Items from a dataset:
+++
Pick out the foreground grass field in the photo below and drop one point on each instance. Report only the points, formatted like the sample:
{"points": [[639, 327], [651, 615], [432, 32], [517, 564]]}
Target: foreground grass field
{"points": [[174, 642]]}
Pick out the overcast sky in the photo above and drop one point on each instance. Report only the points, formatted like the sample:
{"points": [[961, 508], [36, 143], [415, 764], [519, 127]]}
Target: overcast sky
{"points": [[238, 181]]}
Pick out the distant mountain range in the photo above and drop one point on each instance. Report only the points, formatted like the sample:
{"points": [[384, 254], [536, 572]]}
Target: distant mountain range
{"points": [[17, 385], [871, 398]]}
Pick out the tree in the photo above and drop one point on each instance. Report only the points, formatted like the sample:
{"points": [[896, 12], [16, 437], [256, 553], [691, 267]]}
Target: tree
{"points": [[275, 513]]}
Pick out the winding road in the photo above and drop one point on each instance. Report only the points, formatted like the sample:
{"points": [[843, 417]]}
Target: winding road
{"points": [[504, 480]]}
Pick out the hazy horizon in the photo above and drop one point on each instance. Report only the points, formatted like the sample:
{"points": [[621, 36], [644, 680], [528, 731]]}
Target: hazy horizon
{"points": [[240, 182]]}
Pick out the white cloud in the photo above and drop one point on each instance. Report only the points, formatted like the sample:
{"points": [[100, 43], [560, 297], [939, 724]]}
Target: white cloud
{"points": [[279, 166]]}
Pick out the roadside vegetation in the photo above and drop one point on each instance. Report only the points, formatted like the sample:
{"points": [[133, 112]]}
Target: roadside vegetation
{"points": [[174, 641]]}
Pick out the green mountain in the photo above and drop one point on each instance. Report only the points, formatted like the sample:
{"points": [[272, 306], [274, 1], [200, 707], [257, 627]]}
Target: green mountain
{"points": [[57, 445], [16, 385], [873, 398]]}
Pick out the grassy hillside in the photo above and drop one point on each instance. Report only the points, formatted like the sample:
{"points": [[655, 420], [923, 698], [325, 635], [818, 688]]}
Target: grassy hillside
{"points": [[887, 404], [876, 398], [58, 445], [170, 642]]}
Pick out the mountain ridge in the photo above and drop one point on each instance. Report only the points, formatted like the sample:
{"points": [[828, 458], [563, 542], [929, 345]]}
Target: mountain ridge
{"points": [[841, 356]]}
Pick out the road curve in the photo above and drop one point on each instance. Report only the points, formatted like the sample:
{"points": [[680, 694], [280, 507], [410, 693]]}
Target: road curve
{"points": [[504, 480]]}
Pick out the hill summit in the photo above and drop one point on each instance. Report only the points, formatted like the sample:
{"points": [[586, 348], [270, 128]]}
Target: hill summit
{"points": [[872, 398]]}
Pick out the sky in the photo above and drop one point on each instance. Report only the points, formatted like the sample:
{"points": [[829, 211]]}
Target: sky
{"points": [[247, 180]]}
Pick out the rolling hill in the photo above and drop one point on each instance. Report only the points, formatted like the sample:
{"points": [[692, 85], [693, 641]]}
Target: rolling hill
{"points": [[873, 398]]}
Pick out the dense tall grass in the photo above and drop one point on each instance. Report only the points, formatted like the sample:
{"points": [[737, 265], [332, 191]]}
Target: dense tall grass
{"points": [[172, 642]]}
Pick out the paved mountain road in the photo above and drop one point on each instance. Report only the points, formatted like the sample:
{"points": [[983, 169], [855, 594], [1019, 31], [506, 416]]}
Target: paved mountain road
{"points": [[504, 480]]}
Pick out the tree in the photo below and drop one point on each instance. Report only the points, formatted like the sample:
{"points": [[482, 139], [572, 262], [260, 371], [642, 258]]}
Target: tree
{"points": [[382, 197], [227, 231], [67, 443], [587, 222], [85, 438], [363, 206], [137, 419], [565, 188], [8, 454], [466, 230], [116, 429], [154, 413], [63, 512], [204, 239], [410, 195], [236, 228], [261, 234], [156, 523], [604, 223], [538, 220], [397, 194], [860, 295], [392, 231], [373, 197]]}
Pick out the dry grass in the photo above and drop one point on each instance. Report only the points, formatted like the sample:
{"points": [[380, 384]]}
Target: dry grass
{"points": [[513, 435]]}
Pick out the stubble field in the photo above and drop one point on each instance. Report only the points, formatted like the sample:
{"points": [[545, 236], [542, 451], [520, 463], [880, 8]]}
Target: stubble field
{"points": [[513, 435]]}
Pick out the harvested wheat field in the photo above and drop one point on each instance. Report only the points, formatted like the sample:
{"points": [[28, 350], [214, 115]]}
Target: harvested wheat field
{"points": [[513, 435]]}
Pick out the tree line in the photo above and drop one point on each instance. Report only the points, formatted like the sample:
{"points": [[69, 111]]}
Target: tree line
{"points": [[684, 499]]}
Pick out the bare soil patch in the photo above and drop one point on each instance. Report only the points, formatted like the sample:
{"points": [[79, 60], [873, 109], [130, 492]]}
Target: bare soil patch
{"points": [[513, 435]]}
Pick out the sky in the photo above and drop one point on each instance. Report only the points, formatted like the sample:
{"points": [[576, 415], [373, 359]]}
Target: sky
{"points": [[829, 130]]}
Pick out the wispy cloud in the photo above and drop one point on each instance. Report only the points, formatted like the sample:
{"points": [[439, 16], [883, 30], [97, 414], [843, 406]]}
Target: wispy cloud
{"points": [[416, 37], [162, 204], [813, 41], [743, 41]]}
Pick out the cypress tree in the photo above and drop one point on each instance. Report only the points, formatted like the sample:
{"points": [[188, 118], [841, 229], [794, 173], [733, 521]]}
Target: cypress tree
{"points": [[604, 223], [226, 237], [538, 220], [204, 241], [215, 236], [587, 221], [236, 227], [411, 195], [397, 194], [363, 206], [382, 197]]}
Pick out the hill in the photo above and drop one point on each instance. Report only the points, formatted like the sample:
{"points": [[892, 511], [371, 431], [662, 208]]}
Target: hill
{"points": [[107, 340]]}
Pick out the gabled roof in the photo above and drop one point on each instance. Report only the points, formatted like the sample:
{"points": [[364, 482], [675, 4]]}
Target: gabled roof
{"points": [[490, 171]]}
+++
- Task requirements
Recite the full listing above exactly.

- The completed task
Pick out the foreground grass field in the photo below and drop one point on each instance. Report only the points, formatted like the sample:
{"points": [[639, 327], [651, 615], [432, 32], [517, 564]]}
Target: foreground grass field
{"points": [[174, 642]]}
Pick out the overcast sky in the photo above and drop one point on each instance. Report only the points, formatted like the sample:
{"points": [[961, 508], [36, 143], [415, 764], [519, 127]]}
Target: overcast sky
{"points": [[238, 181]]}
Pick out the distant mountain range in the photo above and drop one point on each instance. Report only the points, formatted like the sample:
{"points": [[384, 254], [536, 572]]}
Target: distant mountain range
{"points": [[17, 385], [871, 398]]}
Pick out the tree in the photo above and drop one point on each instance. Report only the points, formatted like the sample:
{"points": [[896, 12], [16, 437], [256, 553], [691, 267]]}
Target: tree
{"points": [[275, 513]]}
Pick out the winding road in the photo above and drop one point on each instance. Report only the points, formatted like the sample:
{"points": [[843, 417]]}
Target: winding road
{"points": [[504, 480]]}
Pick out the hazy horizon in the photo above and drop one point on each instance. Report only the points, formatted like the sample:
{"points": [[621, 36], [644, 680], [528, 731]]}
Target: hazy horizon
{"points": [[240, 182]]}
Pick out the white cloud in the photo above and drop one point on each instance. Report only the points, formatted like the sample:
{"points": [[100, 43], [560, 297], [939, 724]]}
Target: white cloud
{"points": [[279, 166]]}
Pick out the roadside vegetation in the photo above and drop one point on each instance. Report only the points, formatted like the sample:
{"points": [[133, 112]]}
Target: roadside vegetation
{"points": [[174, 641]]}
Pick out the green mountain in the photo above and drop one point on each instance. Report only the points, formatted like the sample:
{"points": [[272, 306], [274, 1], [200, 707], [257, 627]]}
Target: green mountain
{"points": [[57, 445], [16, 385], [873, 398]]}
Pick out the grassy hillside in the photo above and drop one point on each instance. Report only the points, formatted like the sample:
{"points": [[655, 420], [923, 698], [325, 635], [818, 688]]}
Target: grassy hillside
{"points": [[887, 404], [876, 398], [58, 445], [170, 642]]}
Pick out the mountain ridge in the photo above and drop one point on each instance. Report only the points, formatted like the sample:
{"points": [[828, 458], [563, 542], [929, 345]]}
Target: mountain ridge
{"points": [[841, 356]]}
Pick out the road curve in the photo above and drop one point on each instance. Report only the points, formatted like the sample:
{"points": [[680, 694], [280, 507], [410, 693]]}
Target: road curve
{"points": [[504, 480]]}
Pick out the hill summit in the photo above and drop one point on each instance. Report only the points, formatted like the sample:
{"points": [[586, 348], [270, 128]]}
Target: hill summit
{"points": [[872, 398]]}
Pick out the sky in the photo above and drop one point on each instance. Report only the points, formatted like the sample:
{"points": [[829, 211]]}
Target: sky
{"points": [[247, 180]]}
Pick out the rolling hill in the photo above and drop one point on each instance. Report only the points, formatted like the sample:
{"points": [[692, 85], [693, 641]]}
Target: rolling hill
{"points": [[873, 398]]}
Pick out the dense tall grass in the photo above and drop one point on each instance. Report only the points, formatted like the sample:
{"points": [[737, 265], [332, 191]]}
Target: dense tall grass
{"points": [[172, 642]]}
Pick out the paved mountain road in the photo above and drop one point on each instance. Report only the points, formatted like the sample:
{"points": [[983, 169], [855, 594], [1019, 31], [506, 416]]}
Target: paved mountain road
{"points": [[504, 480]]}
Pick out the tree in the photo below and drop one point on each instance. Report only the points, formatted like the sample:
{"points": [[482, 139], [572, 262], [260, 371], [642, 258]]}
Target: tree
{"points": [[382, 197], [227, 231], [67, 443], [587, 222], [85, 438], [363, 206], [137, 419], [565, 188], [8, 454], [466, 230], [116, 429], [154, 413], [63, 512], [204, 239], [410, 195], [236, 228], [261, 234], [156, 523], [604, 223], [538, 220], [397, 194], [860, 295], [392, 231], [373, 197]]}
Pick out the dry grass in the photo above and drop one point on each instance. Report only the points, formatted like the sample:
{"points": [[380, 384]]}
Target: dry grass
{"points": [[513, 435]]}
Pick out the stubble field in the photo above and drop one point on each instance. Report only the points, formatted like the sample:
{"points": [[545, 236], [542, 451], [520, 463], [880, 8]]}
Target: stubble field
{"points": [[513, 435]]}
Pick out the harvested wheat field in the photo above and drop one point on each instance. Report only the points, formatted like the sample:
{"points": [[28, 350], [214, 115]]}
Target: harvested wheat field
{"points": [[513, 435]]}
Pick out the tree line in the photo above and drop one point on each instance. Report only the points, formatted like the sample:
{"points": [[69, 111]]}
Target: tree line
{"points": [[684, 499]]}
Pick out the bare soil patch in the photo above and drop one point on each instance. Report only the points, formatted like the sample:
{"points": [[79, 60], [873, 109], [130, 492]]}
Target: bare soil patch
{"points": [[513, 435]]}
Pick out the sky in the photo above and drop one point on each instance. Report only the points, formatted like the sample:
{"points": [[576, 415], [373, 359]]}
Target: sky
{"points": [[829, 130]]}
Pick out the wispy cloud in the photo above and drop one point on each instance. Report only the points, formatted like the sample:
{"points": [[439, 16], [883, 30], [97, 414], [843, 406]]}
Target: wispy cloud
{"points": [[416, 37], [162, 204], [813, 41], [743, 41]]}
Pick out the cypress tree in the photo above and drop one point on each instance. Report only the points, formatted like the sample:
{"points": [[188, 118], [841, 229], [794, 173], [733, 521]]}
Target: cypress tree
{"points": [[604, 223], [226, 237], [538, 220], [204, 241], [215, 236], [587, 221], [236, 227], [411, 195], [397, 194], [363, 206], [382, 197]]}
Pick out the hill in the photo above and drop one point on each instance. Report only the points, formatted like the sample:
{"points": [[892, 511], [371, 431], [662, 208]]}
Target: hill
{"points": [[107, 340]]}
Pick out the gabled roof in the photo above and drop one point on each instance. Report only the points, formatted like the sample:
{"points": [[364, 482], [675, 4]]}
Target: gabled roof
{"points": [[490, 171]]}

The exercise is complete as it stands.